**Article:**
——————————

I'm interested in this topic too.

Related work was done up in hbase-50, snapshotting.  Have you seen that lars?  It'd roll WALs and make a manifest of all hfiles.  A background could then copy off the hfiles in the manifests and WALs.
IIRC, there was a restore from a snapshot mechanism too.

Need to figure stuff like most recent sequenceid for a region and then discard all WAL edits that were done before this sequenceid.   Reading head and tail of WAL we could figure what sequenceids it had (we should probably get the sequenceid out in the name of the file, at least the start sequenceid.... and perhaps even an accompanying metadata file or entry on the end of the WAL that had the list of regions for which the WAL had edits (maybe this is more trouble than its worth since there will be times when we don't close WAL properly).

Sequenceids are kept by the regionserver.  hfiles are by region which can move among regionservers.


> If that works, a backup would involve these steps:
> 1. Flush all stores.

Flush would be nice but could take a good while to complete... could jepardize your snapshot.

> 2. copy the files.

I'd dump a manifest and background copy.  Copy is going to be heavy-duty too I'd say if you let it run full belt.

> 3. roll all logs.
>
>
> #1 and #3 are really optional, #3 is good because it would make all logs eligible for archiving right after the backup is done.
>
>
> In any case some hooks to act upon HLog actions would be a good thing anyway. For example we could add four new methods to WALObserver (or a new observer type):
>
> boolean preLogRoll(Path newFile)

——————————

**Raw data:**

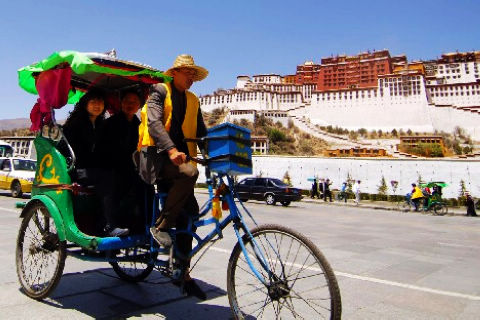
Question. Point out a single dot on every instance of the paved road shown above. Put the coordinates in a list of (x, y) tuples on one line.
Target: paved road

——————————

**What is asked:**
1 > Quote the stretch of the HBase snapshot thread from "IIRC, there was" through "jepardize your snapshot.".
2 > Answer these questions about the HBase snapshot thread, one line each:
(a) In which HBase issue was the related snapshotting work done?
(b) What keeps the sequenceids?
(c) How many new methods does the thread suggest adding to WALObserver?

**Solutions to the problems:**
1 >
IIRC, there was a restore from a snapshot mechanism too.

Need to figure stuff like most recent sequenceid for a region and then discard all WAL edits that were done before this sequenceid.   Reading head and tail of WAL we could figure what sequenceids it had (we should probably get the sequenceid out in the name of the file, at least the start sequenceid.... and perhaps even an accompanying metadata file or entry on the end of the WAL that had the list of regions for which the WAL had edits (maybe this is more trouble than its worth since there will be times when we don't close WAL properly).

Sequenceids are kept by the regionserver.  hfiles are by region which can move among regionservers.


> If that works, a backup would involve these steps:
> 1. Flush all stores.

Flush would be nice but could take a good while to complete... could jepardize your snapshot.

2 >
(a) hbase-50
(b) The regionserver
(c) Four